Estratto del documento:
ENI, TRIVELLA CONTINUA NUOVI POZZI IN ADRIATICO E AL LARGO DELLA SICILIA

ENI, TRIVELLA CONTINUA NUOVI POZZI IN ADRIATICO E AL LARGO DELLA SICILIA

Nella querelle sulle nuove trivellazioni petrolifere autorizzate dal ministero della Transizione ecologica e criticate dagli ambientalisti, di cui il principale beneficiario è l’ENI nel mar Adriatico e al largo della Sicilia, interviene Il Fatto Quotidiano con un commento a firma del giornalista Giovanni Valentini. Si legge fra l’altro nell’articolo: Chissà che cosa ne pensano ora Luca, Silvia e Giulia, i tre testimonial disegnati per la campagna pubblicitaria dell’ente di Stato che punta a promuovere la sua immagine “verde”. Luca che, secondo il claim “Insieme per un’altra energia”, ricicla la plastica per darle nuova vita; Silvia che a casa è sempre attenta a non sprecare l’acqua; e Giulia che in città ha scelto di mollare l’auto per usare la bici. Nel frattempo, però, l’Eni continua imperterrito a trivellare il mare, lungo tutta la Penisola, ignaro o incurante del fatto che è iniziata la fantomatica transizione ecologica, per avviare la “decarbonizzazione” e combattere il riscaldamento climatico del pianeta, sostituendo i combustibili fossili inquinanti e nocivi con le energie “pulite” come il sole e il vento”.

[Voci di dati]
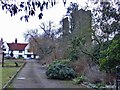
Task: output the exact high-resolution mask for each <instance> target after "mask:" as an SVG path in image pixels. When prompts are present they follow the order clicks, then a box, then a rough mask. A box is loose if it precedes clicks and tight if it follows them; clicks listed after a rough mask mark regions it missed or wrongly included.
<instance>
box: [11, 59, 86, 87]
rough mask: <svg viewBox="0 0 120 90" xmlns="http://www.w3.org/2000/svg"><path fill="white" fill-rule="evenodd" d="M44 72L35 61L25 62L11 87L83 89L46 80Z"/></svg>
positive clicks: (81, 86)
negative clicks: (20, 70)
mask: <svg viewBox="0 0 120 90" xmlns="http://www.w3.org/2000/svg"><path fill="white" fill-rule="evenodd" d="M45 71H46V70H45V68H44V67H42V65H40V64H38V63H37V62H36V61H34V60H33V61H27V63H26V65H25V67H24V68H23V69H22V70H21V71H20V73H19V74H18V75H17V77H16V78H15V80H14V81H13V83H12V85H13V87H14V88H84V87H83V86H81V85H73V84H72V83H70V82H69V81H62V80H51V79H47V77H46V75H45Z"/></svg>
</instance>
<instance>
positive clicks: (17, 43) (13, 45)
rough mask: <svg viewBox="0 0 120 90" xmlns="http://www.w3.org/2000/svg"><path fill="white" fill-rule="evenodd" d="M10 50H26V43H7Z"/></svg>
mask: <svg viewBox="0 0 120 90" xmlns="http://www.w3.org/2000/svg"><path fill="white" fill-rule="evenodd" d="M7 45H8V47H9V50H13V51H14V50H25V47H26V46H27V45H28V44H26V43H7Z"/></svg>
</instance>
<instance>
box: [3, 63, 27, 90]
mask: <svg viewBox="0 0 120 90" xmlns="http://www.w3.org/2000/svg"><path fill="white" fill-rule="evenodd" d="M25 64H26V62H24V64H23V65H22V66H21V67H20V68H19V69H18V70H17V72H16V73H15V74H13V76H12V77H11V79H10V80H9V81H8V82H7V83H6V84H5V85H4V86H3V87H2V89H1V90H5V89H6V88H7V86H8V85H10V84H11V82H12V81H13V80H14V78H15V77H16V76H17V74H18V73H19V72H20V70H21V69H22V68H23V67H24V66H25Z"/></svg>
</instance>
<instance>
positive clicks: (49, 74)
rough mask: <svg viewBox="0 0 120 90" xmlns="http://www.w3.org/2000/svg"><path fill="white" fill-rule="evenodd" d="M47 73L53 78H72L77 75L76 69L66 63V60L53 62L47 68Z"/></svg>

Consegna: Nel testo sulle trivellazioni dell'Eni, quale giornalista firma il commento pubblicato da Il Fatto Quotidiano?

La tua soluzione: Giovanni Valentini.